• Data for processing:

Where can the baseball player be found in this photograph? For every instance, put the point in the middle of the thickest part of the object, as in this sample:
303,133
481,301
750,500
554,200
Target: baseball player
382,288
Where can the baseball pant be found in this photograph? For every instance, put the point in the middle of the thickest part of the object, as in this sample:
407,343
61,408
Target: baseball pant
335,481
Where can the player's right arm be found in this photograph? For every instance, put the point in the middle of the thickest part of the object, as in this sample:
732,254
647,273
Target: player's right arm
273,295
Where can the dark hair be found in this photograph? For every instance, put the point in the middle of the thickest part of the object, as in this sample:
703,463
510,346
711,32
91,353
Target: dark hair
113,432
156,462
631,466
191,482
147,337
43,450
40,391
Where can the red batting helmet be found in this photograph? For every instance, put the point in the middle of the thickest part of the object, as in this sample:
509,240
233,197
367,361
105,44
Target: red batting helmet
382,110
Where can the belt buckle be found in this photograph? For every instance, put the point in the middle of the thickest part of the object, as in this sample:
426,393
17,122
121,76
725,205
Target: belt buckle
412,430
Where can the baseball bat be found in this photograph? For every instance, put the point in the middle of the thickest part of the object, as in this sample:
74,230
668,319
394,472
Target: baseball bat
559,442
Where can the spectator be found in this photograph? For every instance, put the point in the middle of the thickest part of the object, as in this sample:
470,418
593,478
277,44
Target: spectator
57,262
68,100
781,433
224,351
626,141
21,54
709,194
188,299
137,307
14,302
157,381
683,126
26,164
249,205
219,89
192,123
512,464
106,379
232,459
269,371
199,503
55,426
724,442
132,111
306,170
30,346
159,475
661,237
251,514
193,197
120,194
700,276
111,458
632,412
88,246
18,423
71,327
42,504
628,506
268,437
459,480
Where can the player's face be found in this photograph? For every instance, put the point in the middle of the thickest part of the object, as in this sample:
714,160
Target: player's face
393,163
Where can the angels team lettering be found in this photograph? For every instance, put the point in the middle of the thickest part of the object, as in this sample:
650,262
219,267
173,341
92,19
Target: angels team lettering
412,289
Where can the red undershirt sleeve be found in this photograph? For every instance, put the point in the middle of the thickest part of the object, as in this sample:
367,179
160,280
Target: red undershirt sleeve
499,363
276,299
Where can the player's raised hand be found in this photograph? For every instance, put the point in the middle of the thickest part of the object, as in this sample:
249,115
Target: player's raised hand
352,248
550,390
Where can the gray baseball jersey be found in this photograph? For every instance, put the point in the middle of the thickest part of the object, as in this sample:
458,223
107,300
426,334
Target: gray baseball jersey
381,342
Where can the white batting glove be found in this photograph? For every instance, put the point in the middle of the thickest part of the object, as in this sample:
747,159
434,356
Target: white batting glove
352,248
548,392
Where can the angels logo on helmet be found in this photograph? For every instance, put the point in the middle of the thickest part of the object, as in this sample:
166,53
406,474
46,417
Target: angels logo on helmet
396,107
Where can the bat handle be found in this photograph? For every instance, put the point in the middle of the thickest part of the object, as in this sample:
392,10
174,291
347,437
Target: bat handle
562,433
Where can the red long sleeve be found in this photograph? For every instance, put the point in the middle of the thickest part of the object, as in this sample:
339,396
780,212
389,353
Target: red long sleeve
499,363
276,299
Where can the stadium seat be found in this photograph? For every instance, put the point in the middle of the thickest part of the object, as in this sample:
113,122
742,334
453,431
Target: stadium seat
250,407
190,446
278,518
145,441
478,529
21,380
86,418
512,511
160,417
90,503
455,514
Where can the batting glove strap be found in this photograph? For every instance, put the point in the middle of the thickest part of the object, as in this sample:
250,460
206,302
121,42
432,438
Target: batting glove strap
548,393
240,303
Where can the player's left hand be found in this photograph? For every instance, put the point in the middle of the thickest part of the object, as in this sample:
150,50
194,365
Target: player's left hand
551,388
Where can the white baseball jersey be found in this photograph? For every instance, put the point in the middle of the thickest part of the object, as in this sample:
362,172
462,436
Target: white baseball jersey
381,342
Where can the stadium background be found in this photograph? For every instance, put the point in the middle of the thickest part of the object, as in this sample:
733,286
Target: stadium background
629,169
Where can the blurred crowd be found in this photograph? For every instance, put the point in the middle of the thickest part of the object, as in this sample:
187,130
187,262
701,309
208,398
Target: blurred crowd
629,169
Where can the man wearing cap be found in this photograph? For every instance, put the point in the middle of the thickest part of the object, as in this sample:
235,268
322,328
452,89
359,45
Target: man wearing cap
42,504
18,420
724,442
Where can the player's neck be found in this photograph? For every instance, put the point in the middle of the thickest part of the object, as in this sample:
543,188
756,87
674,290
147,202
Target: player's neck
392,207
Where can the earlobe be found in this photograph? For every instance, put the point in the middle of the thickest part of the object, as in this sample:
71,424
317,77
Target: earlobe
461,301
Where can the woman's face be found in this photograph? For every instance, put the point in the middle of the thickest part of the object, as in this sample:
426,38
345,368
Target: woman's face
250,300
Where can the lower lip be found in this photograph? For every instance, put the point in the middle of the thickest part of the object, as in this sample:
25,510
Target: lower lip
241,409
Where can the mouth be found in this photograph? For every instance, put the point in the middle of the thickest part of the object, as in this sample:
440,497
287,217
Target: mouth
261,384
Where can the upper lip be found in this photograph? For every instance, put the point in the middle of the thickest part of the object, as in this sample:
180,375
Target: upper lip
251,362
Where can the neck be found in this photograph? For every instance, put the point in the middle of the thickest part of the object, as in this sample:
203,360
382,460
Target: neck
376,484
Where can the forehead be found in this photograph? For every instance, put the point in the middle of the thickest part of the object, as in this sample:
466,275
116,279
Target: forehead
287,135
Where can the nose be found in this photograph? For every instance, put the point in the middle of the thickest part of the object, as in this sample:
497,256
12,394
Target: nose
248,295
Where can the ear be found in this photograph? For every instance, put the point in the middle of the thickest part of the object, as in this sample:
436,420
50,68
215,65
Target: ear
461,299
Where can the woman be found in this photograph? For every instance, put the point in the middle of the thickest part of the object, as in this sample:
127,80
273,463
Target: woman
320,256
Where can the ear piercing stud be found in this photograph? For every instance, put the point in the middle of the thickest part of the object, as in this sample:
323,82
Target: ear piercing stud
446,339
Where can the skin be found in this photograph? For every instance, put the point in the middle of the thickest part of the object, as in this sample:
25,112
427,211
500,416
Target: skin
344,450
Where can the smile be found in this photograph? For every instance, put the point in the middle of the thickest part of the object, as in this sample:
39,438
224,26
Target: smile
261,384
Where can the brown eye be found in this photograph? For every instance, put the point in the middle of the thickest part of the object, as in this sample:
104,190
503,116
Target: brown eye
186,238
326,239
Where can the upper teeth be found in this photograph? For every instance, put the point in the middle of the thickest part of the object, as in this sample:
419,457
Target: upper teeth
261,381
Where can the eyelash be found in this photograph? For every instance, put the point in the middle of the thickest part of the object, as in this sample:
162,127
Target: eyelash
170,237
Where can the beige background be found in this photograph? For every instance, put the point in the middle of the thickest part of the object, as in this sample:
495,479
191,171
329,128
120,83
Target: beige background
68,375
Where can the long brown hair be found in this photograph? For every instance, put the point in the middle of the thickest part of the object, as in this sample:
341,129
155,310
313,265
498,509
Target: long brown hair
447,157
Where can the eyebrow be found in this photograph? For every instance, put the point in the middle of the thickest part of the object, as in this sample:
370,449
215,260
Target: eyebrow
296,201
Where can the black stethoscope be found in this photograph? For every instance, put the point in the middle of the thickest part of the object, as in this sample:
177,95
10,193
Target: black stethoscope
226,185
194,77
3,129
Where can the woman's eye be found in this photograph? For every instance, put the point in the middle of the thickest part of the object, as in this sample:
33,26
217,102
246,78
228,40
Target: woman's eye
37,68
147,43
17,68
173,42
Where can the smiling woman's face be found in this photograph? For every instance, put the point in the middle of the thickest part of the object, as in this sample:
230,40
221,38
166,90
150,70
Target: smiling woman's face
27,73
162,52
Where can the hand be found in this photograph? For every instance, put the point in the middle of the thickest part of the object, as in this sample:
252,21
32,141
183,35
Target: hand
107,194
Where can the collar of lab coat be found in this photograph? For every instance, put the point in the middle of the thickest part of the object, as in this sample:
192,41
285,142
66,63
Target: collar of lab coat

• What is being asked: Turn the lines above, from the one containing "Where can the smiling" through the last line, into a numbered list, leaving out any blank lines.

• Finished answer:
1. Where can the smiling woman's face be found in this photograph? For every instance, put the point in the middle of the thickest part of the object, as in this sample:
2. 230,40
3. 221,38
4. 166,90
5. 150,70
6. Target: smiling woman's face
7. 27,73
8. 162,52
9. Where can the hand be found in this photograph? For every instance, put the point in the middle of the thickest part of the object, as in this sample:
10. 252,21
11. 32,141
12. 183,35
13. Target: hand
14. 107,194
15. Where can the collar of lab coat be found in this photograph? For every instance, put the point in the middle of the thickest part of the object, as in this sample:
16. 192,41
17. 285,142
18. 66,63
19. Target: collar of lab coat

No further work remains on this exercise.